Text:
Content starts

A Genetic Algorithm for Variable Selection

What is a Genetic Algorithm?

A Genetic Algorithm is a search-based algorithm inspired by the concepts of natural selection and survival of the fittest. Genetic Algorithms are commonly used to generate good-quality solutions to difficult optimization and search problems by relying on genetics-inspired operators such as selection, crossover and mutation. A Genetic Algorithm repeatedly modifies a population of individual solutions; at each step, the algorithm selects individuals from the current population to be parents and uses them to produce the offsprings, subject to potential mutations, for the next generation. Over successive generations, the population evolves toward better solutions.

In R-sw Discriminant, a Genetic Algorithm is used to identify the combination(s) of variables able to most accurately predict cluster membership, variables chosen from the set of variables specified by the user.

Population

A population is a subset of candidate solutions. A candidate solution is a specific combination of variables that is assessed in terms of how accurately it is able to predict the cluster membership.

Content ends

Prompt: According to the genetic algorithm text, what does R-sw Discriminant use a Genetic Algorithm for? These lines are separate material, not part of the text.

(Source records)
Content starts

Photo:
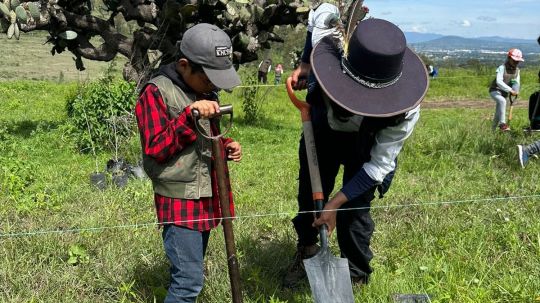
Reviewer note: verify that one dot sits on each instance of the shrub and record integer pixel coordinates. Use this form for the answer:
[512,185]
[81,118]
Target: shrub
[100,113]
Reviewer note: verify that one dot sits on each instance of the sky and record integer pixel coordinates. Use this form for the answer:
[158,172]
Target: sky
[465,18]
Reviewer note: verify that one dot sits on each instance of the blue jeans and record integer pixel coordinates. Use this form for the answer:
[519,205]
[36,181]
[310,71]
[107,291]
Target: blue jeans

Content ends

Task answer: To identify the combination(s) of variables, chosen from the set specified by the user, that can most accurately predict cluster membership.